_Records supplied_.
*****

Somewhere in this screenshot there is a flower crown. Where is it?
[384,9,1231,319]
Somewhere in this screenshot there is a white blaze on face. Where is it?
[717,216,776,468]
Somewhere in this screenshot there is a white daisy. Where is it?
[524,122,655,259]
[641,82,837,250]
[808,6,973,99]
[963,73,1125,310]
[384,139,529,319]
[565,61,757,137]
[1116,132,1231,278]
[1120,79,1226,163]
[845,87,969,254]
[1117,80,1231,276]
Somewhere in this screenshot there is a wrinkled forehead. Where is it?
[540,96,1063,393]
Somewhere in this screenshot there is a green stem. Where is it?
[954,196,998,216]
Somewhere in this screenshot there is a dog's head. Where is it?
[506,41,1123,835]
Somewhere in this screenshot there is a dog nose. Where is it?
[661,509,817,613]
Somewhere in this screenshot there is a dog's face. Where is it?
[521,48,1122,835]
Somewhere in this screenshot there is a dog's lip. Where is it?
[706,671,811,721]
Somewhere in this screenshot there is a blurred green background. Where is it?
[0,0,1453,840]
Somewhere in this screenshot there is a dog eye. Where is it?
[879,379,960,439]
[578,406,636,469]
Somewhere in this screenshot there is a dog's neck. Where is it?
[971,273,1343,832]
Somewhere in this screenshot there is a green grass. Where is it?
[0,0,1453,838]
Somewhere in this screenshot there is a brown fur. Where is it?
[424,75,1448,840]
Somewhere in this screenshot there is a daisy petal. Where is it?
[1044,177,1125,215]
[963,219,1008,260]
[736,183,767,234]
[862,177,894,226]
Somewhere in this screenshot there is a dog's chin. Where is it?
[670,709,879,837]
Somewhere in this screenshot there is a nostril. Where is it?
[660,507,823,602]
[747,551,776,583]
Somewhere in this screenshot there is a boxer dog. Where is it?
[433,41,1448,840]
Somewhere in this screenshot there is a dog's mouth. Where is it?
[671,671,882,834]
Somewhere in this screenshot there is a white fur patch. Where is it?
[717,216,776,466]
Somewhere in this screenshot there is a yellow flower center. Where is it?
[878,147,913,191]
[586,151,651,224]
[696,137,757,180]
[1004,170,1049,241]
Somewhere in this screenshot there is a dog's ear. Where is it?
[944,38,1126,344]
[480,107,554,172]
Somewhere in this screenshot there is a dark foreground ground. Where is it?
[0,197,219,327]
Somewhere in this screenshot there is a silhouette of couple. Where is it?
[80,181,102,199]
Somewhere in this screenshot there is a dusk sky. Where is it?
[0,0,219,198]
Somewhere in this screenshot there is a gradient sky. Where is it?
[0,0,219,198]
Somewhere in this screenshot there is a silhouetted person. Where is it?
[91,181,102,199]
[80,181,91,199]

*****

_What the task asks_.
Render all of the entries above as a JSON list of strings, one string per line, leaving out blank lines.

_Task solution_.
[
  "Somewhere in this screenshot there is a flower crown. Where is it?",
  "[384,9,1231,319]",
  "Somewhere in this screenshot there is a white blaze on face. Where is it?",
  "[717,216,776,468]",
  "Somewhere in this screenshot there is a white daisy. Where is it?",
  "[524,122,655,259]",
  "[641,82,837,250]",
  "[808,6,973,99]",
  "[963,73,1125,310]",
  "[384,139,529,319]",
  "[565,61,757,137]",
  "[1116,132,1231,278]",
  "[1120,79,1226,163]",
  "[845,87,969,254]",
  "[1117,80,1231,276]",
  "Somewhere in this screenshot there is a wrinkled forehead. Where is it?",
  "[540,96,1063,393]",
  "Somewhere in this screenshot there is a green stem. Where is it?",
  "[954,196,998,216]",
  "Somewhere in this screenshot there is a dog's head. Where is it?",
  "[506,41,1123,835]",
  "Somewhere in this screenshot there is a dog nose. Where is it?",
  "[661,509,817,613]",
  "Somewhere in this screenshot there is a dog's face. Where is it?",
  "[521,48,1122,835]",
  "Somewhere in this screenshot there is a dog's lip. Where is it?",
  "[706,671,811,721]",
  "Somewhere in this screenshot there is a blurred green background. Where is it?",
  "[0,0,1453,840]",
  "Somewhere in this screenshot there is a dog eye. Where is it?",
  "[879,379,960,439]",
  "[578,406,636,469]",
  "Somewhere in this screenshot there is a dog's neck. Where is it?",
  "[971,273,1343,832]",
  "Somewhere in this screenshot there is a green grass. Where is it?",
  "[0,0,1453,838]",
  "Somewhere in this screenshot there is a brown fur. Where is it?",
  "[424,75,1448,840]",
  "Somewhere in this screenshot there is a daisy petal. Where is it?",
  "[1044,177,1125,215]",
  "[963,219,1008,260]",
  "[736,183,767,234]",
  "[862,177,894,226]",
  "Somewhere in this screenshot there is a dog's chin. Where is it?",
  "[670,709,879,837]",
  "Somewhere in this screenshot there is a nostril. Where is it?",
  "[660,507,823,602]",
  "[747,551,776,583]",
  "Somewhere in this screenshot there is a boxer dog. Where is it?",
  "[433,41,1448,840]",
  "Somewhere in this screenshot there is a dog's mouth. Where is it?",
  "[671,671,882,834]",
  "Somewhere in this screenshot there is a white fur patch. Where is it?",
  "[717,216,776,466]",
  "Somewhere in this screenshot there is a yellow flower center. Where is it?",
  "[878,147,913,191]",
  "[586,151,651,224]",
  "[696,137,757,180]",
  "[1004,170,1049,241]",
  "Somewhere in this screenshot there is a dog's ear. Where is it?",
  "[944,38,1126,344]",
  "[480,107,554,172]",
  "Somewhere in this screenshot there is a dark foreground ground. Where is it?",
  "[0,197,219,327]",
  "Somewhere in this screenshot there is a silhouette of couple. Where is it?",
  "[80,181,102,199]",
  "Somewhere in this screenshot there is a dusk sky. Where is it?",
  "[0,0,219,198]",
  "Somewhere in this screenshot there is a gradient sky. Where is it?",
  "[0,0,219,198]",
  "Somewhere in this screenshot there is a silhouetted person. Where is it?",
  "[91,181,102,199]",
  "[80,181,91,199]"
]